_Data to examine:_

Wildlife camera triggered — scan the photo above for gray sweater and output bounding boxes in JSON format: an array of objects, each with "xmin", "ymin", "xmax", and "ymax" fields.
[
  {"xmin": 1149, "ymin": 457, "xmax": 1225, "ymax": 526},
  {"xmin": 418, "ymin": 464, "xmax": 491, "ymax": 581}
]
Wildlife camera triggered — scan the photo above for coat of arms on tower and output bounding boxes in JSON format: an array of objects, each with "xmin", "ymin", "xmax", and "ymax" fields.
--
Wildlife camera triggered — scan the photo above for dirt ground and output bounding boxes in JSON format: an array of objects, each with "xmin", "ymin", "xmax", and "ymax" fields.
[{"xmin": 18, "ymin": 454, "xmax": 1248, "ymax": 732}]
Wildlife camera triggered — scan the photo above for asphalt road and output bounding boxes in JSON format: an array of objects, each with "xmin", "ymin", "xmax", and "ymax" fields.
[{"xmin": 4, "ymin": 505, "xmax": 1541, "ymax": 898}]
* * *
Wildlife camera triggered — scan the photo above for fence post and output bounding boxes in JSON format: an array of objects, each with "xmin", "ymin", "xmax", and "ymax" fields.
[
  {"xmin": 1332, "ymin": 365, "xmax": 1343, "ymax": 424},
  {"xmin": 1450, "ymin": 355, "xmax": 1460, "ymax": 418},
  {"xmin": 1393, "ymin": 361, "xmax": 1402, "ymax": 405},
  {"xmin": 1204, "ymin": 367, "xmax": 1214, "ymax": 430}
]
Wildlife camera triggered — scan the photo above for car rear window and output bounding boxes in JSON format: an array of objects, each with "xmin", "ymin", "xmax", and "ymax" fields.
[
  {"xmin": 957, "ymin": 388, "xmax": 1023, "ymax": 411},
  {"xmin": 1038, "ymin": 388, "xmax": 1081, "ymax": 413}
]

_Work item:_ Return, word for word, the lines of the data above from the line with "Wildlife camera triggered — scan the photo above for gray" through the line with "Wildlife camera triggered — scan the photo above for coat", inclusive.

_Task output:_
Wildlife camera triggered — scan the photo above for gray sweater and output bounding boxes in JSON format: an array of objects, each with "xmin", "ymin", "xmax", and "ymax" fields.
[
  {"xmin": 1149, "ymin": 457, "xmax": 1225, "ymax": 526},
  {"xmin": 418, "ymin": 464, "xmax": 491, "ymax": 581}
]
Wildlife camera triggered — scan the photo above for coat of arms on tower and output bounding boxes in JSON format: an array of objects, each with "xmin", "ymin", "xmax", and "ymax" fields.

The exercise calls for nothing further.